◆ **Directive**:
Can you rewrite the data below with every "Object Detection Record" renamed to "Bounding Box Record" and nothing else changed?

** start **

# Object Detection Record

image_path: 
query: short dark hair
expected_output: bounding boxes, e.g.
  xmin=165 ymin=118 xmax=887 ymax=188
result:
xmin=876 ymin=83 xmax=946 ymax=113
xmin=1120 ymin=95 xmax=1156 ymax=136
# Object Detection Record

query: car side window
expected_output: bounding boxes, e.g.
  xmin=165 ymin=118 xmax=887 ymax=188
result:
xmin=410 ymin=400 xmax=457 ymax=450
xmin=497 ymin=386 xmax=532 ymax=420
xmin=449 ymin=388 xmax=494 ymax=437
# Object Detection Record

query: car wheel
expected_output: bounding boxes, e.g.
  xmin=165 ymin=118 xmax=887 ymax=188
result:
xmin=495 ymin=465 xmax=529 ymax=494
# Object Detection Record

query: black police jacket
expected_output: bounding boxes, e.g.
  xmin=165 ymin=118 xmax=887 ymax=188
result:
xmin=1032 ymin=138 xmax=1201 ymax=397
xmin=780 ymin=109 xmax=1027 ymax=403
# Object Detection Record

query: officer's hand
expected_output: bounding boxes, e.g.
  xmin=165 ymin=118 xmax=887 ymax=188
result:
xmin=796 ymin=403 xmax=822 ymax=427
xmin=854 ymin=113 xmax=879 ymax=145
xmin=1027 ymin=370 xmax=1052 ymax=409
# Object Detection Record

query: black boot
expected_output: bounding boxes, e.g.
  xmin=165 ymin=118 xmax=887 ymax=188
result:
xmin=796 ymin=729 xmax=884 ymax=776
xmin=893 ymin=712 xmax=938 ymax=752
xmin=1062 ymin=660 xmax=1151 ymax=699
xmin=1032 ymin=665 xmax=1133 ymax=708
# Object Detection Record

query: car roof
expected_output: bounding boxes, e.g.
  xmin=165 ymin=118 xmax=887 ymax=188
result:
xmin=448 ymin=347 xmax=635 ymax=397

** end **

◆ **Correct answer**:
# Bounding Box Record

image_path: 
query: short dark hair
expected_output: bounding boxes, e.g.
  xmin=165 ymin=118 xmax=887 ymax=188
result:
xmin=876 ymin=83 xmax=946 ymax=113
xmin=1120 ymin=95 xmax=1156 ymax=136
# Bounding Box Record

query: car side window
expected_output: bounding boxes, e.g.
  xmin=165 ymin=118 xmax=887 ymax=188
result:
xmin=410 ymin=400 xmax=457 ymax=450
xmin=497 ymin=386 xmax=532 ymax=420
xmin=449 ymin=388 xmax=494 ymax=437
# Bounding Box Record

query: car wheel
expected_output: bounding boxes, e.g.
  xmin=165 ymin=118 xmax=887 ymax=188
result:
xmin=495 ymin=465 xmax=529 ymax=494
# Bounding Box Record

query: black police jacket
expected_output: bounding boxes, e.g.
  xmin=165 ymin=118 xmax=887 ymax=188
result:
xmin=1032 ymin=138 xmax=1201 ymax=397
xmin=780 ymin=109 xmax=1027 ymax=403
# Bounding Box Record

query: officer's hand
expected_output: bounding boxes, e.g.
  xmin=165 ymin=118 xmax=887 ymax=188
result:
xmin=796 ymin=403 xmax=822 ymax=427
xmin=854 ymin=113 xmax=879 ymax=145
xmin=1027 ymin=370 xmax=1052 ymax=409
# Bounding Box Record

query: black boot
expected_output: bounding boxes, e.g.
  xmin=165 ymin=118 xmax=887 ymax=188
result:
xmin=796 ymin=729 xmax=884 ymax=776
xmin=893 ymin=712 xmax=938 ymax=752
xmin=1062 ymin=660 xmax=1151 ymax=699
xmin=1032 ymin=665 xmax=1133 ymax=708
# Bounding Box Record

query: car roof
expected_output: bounding boxes, e.g.
  xmin=165 ymin=118 xmax=887 ymax=188
result:
xmin=448 ymin=347 xmax=635 ymax=397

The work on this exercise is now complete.